* _What you are asked to do_
Below is a block of records: output all of them exactly and leave out the pictures.
## BEGIN Entries supplied
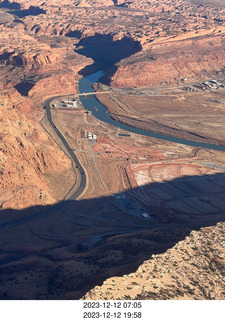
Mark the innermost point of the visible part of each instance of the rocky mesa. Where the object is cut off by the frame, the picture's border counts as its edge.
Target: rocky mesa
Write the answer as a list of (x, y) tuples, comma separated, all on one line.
[(192, 269)]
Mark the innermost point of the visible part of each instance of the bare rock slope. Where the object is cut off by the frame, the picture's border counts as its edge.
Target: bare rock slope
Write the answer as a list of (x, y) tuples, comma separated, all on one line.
[(193, 269)]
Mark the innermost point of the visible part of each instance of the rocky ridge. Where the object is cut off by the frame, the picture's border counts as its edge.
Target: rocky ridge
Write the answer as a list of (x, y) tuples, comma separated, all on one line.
[(27, 153), (192, 269)]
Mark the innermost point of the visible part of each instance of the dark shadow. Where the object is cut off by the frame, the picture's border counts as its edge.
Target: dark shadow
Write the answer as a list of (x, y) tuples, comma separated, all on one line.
[(9, 5), (5, 56), (105, 51), (74, 34), (32, 11), (61, 251), (24, 87)]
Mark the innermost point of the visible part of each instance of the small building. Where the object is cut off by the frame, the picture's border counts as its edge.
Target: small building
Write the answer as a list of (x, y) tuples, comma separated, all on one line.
[(146, 216)]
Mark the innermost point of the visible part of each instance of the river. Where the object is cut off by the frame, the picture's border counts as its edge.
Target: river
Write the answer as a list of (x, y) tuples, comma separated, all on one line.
[(100, 112)]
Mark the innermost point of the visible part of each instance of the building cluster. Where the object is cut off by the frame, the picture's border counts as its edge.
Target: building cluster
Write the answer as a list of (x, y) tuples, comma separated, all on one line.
[(91, 136), (73, 103), (210, 84)]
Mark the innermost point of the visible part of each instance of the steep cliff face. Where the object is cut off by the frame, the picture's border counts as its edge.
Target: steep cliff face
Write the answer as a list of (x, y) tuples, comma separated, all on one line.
[(26, 154), (167, 63), (192, 269)]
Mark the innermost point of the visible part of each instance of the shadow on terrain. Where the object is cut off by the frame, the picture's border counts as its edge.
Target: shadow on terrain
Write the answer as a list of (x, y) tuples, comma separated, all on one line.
[(15, 6), (104, 50), (9, 5), (24, 87), (32, 11), (61, 251)]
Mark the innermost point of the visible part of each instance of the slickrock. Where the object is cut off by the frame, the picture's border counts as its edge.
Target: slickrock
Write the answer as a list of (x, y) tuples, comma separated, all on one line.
[(192, 269), (27, 153)]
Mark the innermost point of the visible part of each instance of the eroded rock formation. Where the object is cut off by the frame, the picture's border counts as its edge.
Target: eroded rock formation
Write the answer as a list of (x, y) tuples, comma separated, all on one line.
[(192, 269)]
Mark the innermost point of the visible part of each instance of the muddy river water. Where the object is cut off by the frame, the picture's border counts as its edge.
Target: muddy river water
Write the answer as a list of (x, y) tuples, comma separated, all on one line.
[(100, 112)]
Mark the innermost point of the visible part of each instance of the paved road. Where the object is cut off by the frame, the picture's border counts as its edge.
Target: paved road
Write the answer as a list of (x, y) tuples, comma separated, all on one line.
[(82, 180), (79, 171)]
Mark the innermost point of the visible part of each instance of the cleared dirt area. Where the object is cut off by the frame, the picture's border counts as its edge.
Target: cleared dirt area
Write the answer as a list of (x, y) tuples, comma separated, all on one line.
[(197, 116)]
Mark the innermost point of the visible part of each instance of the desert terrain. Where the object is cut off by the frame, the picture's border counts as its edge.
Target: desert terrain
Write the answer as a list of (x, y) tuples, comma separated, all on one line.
[(84, 200)]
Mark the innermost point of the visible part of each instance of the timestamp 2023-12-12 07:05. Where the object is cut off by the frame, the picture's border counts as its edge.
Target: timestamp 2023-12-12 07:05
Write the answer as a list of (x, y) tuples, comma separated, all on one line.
[(112, 310)]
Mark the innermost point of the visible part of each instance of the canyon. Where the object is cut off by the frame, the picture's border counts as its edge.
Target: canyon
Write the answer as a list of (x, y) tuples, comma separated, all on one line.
[(149, 222)]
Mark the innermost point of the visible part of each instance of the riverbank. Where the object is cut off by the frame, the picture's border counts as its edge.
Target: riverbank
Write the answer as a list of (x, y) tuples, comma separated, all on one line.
[(100, 111)]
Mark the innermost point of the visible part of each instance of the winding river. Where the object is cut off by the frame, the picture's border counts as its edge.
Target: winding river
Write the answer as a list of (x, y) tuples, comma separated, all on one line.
[(100, 112)]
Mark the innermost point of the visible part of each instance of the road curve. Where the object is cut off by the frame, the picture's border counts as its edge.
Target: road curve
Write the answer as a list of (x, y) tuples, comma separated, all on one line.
[(82, 179)]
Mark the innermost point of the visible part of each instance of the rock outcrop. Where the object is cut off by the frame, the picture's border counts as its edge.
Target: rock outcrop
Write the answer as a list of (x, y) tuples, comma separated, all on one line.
[(192, 269), (27, 153)]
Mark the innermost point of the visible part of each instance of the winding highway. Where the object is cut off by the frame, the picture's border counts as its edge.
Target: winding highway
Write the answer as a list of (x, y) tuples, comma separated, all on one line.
[(77, 167)]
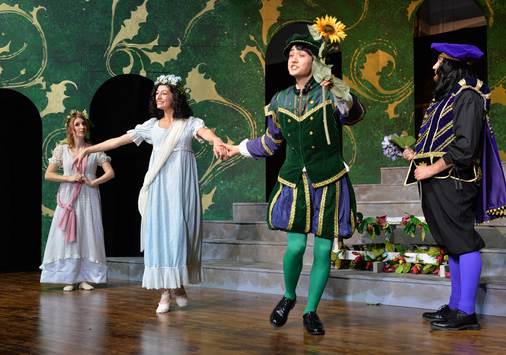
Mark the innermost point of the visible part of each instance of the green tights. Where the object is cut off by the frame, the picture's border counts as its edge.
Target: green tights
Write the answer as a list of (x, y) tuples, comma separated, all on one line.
[(292, 267)]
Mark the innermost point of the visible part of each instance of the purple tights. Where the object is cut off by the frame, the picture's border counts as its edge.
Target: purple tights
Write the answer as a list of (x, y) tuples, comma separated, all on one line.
[(465, 270)]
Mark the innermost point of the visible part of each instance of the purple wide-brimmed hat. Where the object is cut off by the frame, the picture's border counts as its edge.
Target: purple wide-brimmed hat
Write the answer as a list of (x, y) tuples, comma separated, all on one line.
[(466, 53)]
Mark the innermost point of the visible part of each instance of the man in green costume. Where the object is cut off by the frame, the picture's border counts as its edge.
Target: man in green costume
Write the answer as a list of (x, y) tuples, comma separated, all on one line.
[(313, 193)]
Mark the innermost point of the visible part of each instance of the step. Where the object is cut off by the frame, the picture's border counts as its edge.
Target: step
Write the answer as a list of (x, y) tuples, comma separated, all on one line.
[(242, 231), (380, 192), (251, 251), (394, 175), (391, 208)]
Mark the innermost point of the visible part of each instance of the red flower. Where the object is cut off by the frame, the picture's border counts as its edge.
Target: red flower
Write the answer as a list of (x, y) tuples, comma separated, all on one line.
[(382, 221), (416, 269), (388, 268)]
## END Entries supplied
* _Response to the task_
Mark the innermost point of the visible part of each instance of the rocky mesa. Where the object is cut off by the frame, the picture's border counts as its edge.
Target: rocky mesa
Write the answer as a list of (x, y) tuples, comma separated, all on one line.
[(192, 269)]
Mark the innermost point of the visible part of each instance of the bare rock slope. Where the object is cut off by the frame, the picture's border counts as its edge.
Target: bare rock slope
Write the answer as a list of (x, y) tuples, comma separated, all on one line.
[(193, 269)]
Mark the innermost point of the visible part of each instance of the rocky ridge. Where the object is cut off by the frame, the picture's border counts as its edge.
Target: rocky ridge
Write the answer as a list of (x, y) tuples, comma separated, all on one line.
[(27, 153), (192, 269)]
Mark the innermost point of the visible part of each instance of the dark shadow. Where the object is cut off by the frame, the picture's border counts as its edge.
Target: dark shadow
Write the answer as a list of (x, y) tuples, comma separated, all on one line.
[(9, 5), (5, 56), (105, 51), (74, 34), (32, 11), (61, 251), (24, 87)]
Mark the innermost point of the visible part of each instance of the small building. Where the object is cut off by the frame, the picture's border counts as its edge.
Target: small building
Write the answer as a list of (x, y) tuples, comma separated, all on one line.
[(146, 216)]
Mark the innermost point of the visible part of each instance of the river. Where the object is cut off by the frame, the picture's border counts as its edge.
Target: river
Write the answer as a list of (x, y) tuples, comma separated, all on one line.
[(100, 112)]
Mark the innermost point of the visible part of each instance of the building cluster. Where the object is cut off by the frame, the picture's border counts as its edge.
Target: building cluster
Write the answer as a list of (x, y) tuples, comma separated, all on one line.
[(91, 136), (73, 103), (210, 84)]
Mark the innermost point of the visible part of each instance of the steep cliff face. Where the object is cut off by the frame, the picture's border counts as its edge.
Target: steep cliff face
Write the answer as a list of (x, y) tuples, comma separated, all on one line.
[(26, 154), (167, 63), (192, 269)]
Mark the innermost point of the visible part of each instance of the shadow on terrain. Where the object is cut off by the frame, the picture's border counts as its edge.
Target: shadow on terrain
Write the answer as a list of (x, y) tuples, comma separated, all on one line.
[(15, 6), (104, 50), (9, 5), (24, 87), (32, 11), (61, 251)]
Mark the innermost point of the visible part of each instance of the slickrock. Where the object is cut off by the frame, the picture's border counts as its edge.
Target: slickrock
Write the answer as a list of (x, y) tuples, comma separated, all on one line.
[(192, 269), (27, 153)]
Mark the innermost point of the visible part of each instance of the eroded rock formation. Where the object is cut off by the frame, the picture's border counts as its edge.
Target: eroded rock formation
Write the answer as a list of (x, y) tuples, comma separated, all on one line.
[(192, 269)]
Mark the innermost point of the visible part of each instance of the muddy river water. Where the object is cut off by the frame, the picture's border counts as its edge.
Target: muddy river water
Write the answer as a list of (x, y) tuples, comma separated, all on one line.
[(100, 112)]
Mark the innermost point of the visible part of each instance of the paved road. Where the object is cut off by the frame, the picture's border counts as its edge.
Target: paved road
Write the answer as a list of (x, y) tuples, comma separated, all on one line.
[(82, 180), (79, 171)]
Mark the innermost point of the visible part of each instance of the cleared dirt area. Where the object is cut off by the frame, the picture's border counts as its edge.
Target: cleared dirt area
Write the answer as a list of (x, y) tuples, comma separated, all on one line.
[(197, 116)]
Mark the innermost point of the visible part of each instance of the desert terrain. Where the object is cut off by the frame, the picture's border counts as its edge.
Target: desert terrain
Write the answer as a list of (x, y) tuples, comma separated, all on one line.
[(84, 200)]
Mark the innermost point of the visible part of each instance of the timestamp 2023-12-12 07:05. Where the object is cut off by the frame, the picture's border counts as its edge.
Target: timestamp 2023-12-12 07:05
Write the answer as a list of (x, y) tuples, comma separated, all on one line.
[(112, 310)]
Mark the innermost point of the visible part of each instance of the canyon. Where the object is cut off by the frame, the picture's border counts as its edge.
Target: canyon
Write the answer as a list of (x, y) tuples, comma separated, all on one line.
[(149, 222)]
Mark the innermost point of the visible part of each instance of the riverbank. Where the object is cut off by the frame, the picture's border counts as its edge.
Target: riverbank
Write the answer as a list of (x, y) tuples, comma separated, all on one line.
[(100, 111)]
Mark the innermost point of the visible part of each instance of the winding river. Where the object is cut off by the frame, the picture's border counts as its edge.
Target: winding river
Write the answer as a list of (x, y) tuples, comma separated, all on one line.
[(100, 112)]
Mark the innermost point of the visible part of each instance of the road curve. Where the object is cut off by the frame, the picture's border counts as its edge.
Target: road curve
Write the answer as a list of (x, y) tuples, comma separated, all on one line.
[(82, 179)]
Mark the innermost point of the visible part of each instance of the rock outcrop. Where the object is cut off by the frame, the picture's border counts as its edge.
Target: rock outcrop
Write the answer as a list of (x, y) tuples, comma separated, all on one line.
[(192, 269), (27, 153)]
Mark the innermost point of the visible part of each instance of the winding highway. Where the object is cut off by the frame, the picture's border counts as its edge.
Target: winding highway
Write the answer as a list of (x, y) tuples, comma separated, all on one line.
[(77, 167)]
Mark the innermost point of the visible part of each instance of the green tights. Where the object is cut off by the frame, the picture's border counts as its edge.
Target: green tights
Write the answer as a list of (x, y) tuples, comma separated, all on one line.
[(292, 267)]
Mark the innermost point of the visible part of each instance of the purple tights. Where the object is cut off by the frame, the picture's border counts as its edge.
Target: purple tights
Write the answer as a list of (x, y) tuples, comma separated, all on one line.
[(465, 270)]
Mark the innermost point of the visible part of each instance of the purple wide-brimmed hat. Where the object is cut off by the frame, the picture's border counts as its edge.
Target: purple wide-brimmed hat
Write the answer as a list of (x, y) tuples, comma separated, all on one line.
[(466, 53)]
Mark the innermost point of the visible part of each instance of the man in green costume. Where the object is cut off by the frame, the picture's border counts as its edge.
Target: man in green costume
Write the answer as a list of (x, y) tuples, comma separated, all on one line.
[(313, 193)]
Mark the innermost point of the visible part of each instance of the step. Where the object is cut off by the frame, the picture's border counts as its edge.
Target: step
Write the answer as a list of (x, y) tuples, comma separated, all on one line.
[(242, 231), (380, 192), (251, 251), (394, 175), (391, 208)]
Mark the innermost point of the visible part of each instance of the red flower. Where the object is cut off by the frame, the picture's border counts as its edge.
Target: red flower
Write the answer as a list of (x, y) tuples, comma separated, all on one line.
[(382, 221), (416, 269), (388, 268)]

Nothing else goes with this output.